Stored dataset items:
_ _ _ _
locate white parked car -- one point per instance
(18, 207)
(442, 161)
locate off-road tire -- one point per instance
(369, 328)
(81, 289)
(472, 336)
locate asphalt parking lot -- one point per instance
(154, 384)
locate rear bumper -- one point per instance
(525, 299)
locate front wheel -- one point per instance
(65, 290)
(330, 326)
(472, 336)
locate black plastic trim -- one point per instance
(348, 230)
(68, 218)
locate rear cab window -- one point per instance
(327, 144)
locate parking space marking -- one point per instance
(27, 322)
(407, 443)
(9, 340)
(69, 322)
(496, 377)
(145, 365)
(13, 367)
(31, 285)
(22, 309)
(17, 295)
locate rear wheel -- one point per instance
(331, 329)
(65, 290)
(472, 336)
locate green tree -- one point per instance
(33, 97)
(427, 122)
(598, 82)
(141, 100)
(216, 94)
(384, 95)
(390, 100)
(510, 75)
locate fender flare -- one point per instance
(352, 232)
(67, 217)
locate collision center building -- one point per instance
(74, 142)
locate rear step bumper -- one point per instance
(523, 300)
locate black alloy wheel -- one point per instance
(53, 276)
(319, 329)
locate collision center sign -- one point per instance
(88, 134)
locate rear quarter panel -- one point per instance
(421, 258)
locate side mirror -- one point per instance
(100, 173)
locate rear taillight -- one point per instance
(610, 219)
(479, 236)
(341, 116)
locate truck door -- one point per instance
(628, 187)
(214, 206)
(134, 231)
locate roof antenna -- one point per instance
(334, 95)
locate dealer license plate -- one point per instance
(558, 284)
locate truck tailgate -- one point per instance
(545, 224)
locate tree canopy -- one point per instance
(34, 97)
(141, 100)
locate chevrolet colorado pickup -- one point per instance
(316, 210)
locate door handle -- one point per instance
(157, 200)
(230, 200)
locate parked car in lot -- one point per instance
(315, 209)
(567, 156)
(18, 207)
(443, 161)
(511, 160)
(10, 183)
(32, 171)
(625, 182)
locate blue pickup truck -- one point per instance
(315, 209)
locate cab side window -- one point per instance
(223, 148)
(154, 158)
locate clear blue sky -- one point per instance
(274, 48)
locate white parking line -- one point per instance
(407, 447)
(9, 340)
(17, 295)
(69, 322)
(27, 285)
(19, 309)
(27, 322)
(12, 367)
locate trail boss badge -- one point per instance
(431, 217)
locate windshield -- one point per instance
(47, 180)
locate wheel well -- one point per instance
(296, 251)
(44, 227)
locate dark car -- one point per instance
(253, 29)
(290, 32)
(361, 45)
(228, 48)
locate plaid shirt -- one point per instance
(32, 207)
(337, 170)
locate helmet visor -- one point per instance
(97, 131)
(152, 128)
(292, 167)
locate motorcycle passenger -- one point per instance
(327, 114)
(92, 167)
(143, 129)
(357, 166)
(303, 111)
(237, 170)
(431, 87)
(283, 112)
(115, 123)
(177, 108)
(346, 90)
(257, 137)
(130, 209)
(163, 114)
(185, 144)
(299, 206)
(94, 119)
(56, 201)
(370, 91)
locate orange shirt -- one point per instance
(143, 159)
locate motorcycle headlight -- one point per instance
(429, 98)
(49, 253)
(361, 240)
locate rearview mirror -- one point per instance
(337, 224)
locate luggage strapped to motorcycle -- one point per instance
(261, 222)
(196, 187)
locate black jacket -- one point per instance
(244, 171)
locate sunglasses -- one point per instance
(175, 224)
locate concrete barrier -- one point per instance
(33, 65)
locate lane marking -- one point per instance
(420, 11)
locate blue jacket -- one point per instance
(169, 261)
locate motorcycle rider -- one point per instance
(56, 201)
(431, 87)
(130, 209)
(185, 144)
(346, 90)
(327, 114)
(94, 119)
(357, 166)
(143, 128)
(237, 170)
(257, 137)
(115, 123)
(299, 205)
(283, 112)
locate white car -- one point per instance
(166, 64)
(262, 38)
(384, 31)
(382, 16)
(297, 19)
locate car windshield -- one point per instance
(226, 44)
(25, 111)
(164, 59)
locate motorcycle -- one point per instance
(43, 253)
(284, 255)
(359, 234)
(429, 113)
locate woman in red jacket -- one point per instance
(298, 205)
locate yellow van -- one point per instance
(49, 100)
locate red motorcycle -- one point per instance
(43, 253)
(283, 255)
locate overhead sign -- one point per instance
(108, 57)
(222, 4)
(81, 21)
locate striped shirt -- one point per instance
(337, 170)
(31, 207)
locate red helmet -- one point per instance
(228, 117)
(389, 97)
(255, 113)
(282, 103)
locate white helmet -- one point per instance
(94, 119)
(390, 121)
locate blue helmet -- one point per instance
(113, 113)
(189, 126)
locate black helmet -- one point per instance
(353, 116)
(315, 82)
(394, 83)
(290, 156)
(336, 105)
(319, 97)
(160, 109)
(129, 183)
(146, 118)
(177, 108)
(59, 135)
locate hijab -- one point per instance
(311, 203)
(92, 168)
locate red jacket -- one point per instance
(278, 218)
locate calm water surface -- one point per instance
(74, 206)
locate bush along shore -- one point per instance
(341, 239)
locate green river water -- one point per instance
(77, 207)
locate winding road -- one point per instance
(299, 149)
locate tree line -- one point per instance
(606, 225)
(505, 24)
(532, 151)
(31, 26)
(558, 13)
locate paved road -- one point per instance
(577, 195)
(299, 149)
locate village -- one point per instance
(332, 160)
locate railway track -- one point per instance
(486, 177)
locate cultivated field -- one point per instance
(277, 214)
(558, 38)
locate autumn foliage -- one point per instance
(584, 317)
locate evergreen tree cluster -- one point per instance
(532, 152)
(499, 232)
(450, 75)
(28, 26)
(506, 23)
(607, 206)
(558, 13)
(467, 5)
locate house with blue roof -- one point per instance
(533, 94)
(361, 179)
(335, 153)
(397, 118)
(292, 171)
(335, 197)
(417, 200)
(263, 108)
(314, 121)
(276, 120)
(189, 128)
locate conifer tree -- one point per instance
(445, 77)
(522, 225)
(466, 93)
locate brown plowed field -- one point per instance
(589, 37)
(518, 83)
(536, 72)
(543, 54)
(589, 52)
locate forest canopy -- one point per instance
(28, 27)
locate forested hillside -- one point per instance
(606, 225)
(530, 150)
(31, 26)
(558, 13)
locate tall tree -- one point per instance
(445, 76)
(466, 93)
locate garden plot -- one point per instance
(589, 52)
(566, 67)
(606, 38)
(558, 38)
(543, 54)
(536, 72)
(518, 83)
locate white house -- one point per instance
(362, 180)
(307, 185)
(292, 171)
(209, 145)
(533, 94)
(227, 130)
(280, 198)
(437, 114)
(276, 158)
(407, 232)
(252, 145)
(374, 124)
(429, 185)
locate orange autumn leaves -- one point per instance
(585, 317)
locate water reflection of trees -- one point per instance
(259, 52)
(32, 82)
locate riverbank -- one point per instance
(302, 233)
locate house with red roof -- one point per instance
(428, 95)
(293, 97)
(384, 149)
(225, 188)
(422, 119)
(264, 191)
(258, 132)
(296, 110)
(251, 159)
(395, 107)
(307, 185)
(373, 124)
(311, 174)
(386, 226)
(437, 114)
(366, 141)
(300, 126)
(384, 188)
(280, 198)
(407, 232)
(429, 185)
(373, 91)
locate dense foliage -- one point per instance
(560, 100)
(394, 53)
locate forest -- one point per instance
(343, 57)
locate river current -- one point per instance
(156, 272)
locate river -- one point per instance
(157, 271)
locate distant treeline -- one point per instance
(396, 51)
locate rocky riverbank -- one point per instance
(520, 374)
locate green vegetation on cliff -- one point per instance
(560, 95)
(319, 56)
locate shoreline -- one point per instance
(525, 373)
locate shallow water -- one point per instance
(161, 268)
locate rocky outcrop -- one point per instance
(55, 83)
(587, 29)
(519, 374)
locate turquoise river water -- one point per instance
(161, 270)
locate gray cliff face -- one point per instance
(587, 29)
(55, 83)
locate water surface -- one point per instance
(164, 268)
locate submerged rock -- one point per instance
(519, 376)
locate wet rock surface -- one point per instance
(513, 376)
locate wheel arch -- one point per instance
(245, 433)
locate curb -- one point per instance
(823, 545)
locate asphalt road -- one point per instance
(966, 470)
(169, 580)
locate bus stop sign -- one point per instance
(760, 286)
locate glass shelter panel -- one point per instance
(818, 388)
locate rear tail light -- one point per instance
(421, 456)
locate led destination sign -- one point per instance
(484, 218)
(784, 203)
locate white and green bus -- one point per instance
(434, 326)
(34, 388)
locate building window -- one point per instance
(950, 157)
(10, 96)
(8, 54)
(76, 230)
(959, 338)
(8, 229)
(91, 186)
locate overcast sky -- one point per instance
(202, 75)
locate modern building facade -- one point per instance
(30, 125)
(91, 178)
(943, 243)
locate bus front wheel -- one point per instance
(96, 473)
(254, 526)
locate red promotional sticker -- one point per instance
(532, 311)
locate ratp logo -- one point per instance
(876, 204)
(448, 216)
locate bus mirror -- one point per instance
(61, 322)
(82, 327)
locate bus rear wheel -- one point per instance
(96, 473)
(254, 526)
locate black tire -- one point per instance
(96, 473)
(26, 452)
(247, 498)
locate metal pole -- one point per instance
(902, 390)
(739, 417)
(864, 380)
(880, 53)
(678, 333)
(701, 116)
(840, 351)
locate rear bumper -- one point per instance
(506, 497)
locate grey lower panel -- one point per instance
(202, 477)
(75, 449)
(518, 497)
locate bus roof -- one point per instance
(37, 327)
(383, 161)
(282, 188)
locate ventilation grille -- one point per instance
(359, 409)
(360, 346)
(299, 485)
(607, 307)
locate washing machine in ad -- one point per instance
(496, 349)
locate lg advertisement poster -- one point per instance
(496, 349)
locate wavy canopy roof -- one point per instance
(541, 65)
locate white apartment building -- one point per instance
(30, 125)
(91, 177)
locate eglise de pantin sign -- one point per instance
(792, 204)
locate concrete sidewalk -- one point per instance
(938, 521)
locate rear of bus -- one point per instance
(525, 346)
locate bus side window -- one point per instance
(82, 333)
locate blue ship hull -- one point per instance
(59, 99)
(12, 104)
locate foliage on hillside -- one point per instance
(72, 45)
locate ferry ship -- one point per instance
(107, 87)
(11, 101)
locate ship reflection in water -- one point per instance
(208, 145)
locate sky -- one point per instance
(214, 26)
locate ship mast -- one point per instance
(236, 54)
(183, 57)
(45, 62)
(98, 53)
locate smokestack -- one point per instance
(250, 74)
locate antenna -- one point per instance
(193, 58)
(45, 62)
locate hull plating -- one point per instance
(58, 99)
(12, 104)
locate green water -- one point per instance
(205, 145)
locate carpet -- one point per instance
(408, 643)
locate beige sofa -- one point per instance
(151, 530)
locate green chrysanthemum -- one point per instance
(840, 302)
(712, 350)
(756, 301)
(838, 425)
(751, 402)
_ _ _ _
Please quote exactly the lines from the one containing "locate ship reflection" through the last line of the records above, both included, and nothing else.

locate ship reflection in water -- one point per instance
(208, 145)
locate sky -- one point per instance
(214, 26)
locate ship mast -- one point per instance
(236, 54)
(183, 57)
(45, 62)
(98, 53)
locate smokestack -- one point per instance
(250, 74)
locate antenna -- one point per instance
(193, 58)
(45, 62)
locate hull plating -- one point per instance
(58, 99)
(12, 104)
locate green water -- one point per instance
(205, 145)
locate carpet -- one point per instance
(408, 643)
locate beige sofa -- one point per instance
(151, 530)
locate green chrysanthemum -- one point per instance
(840, 302)
(712, 350)
(756, 301)
(838, 425)
(751, 402)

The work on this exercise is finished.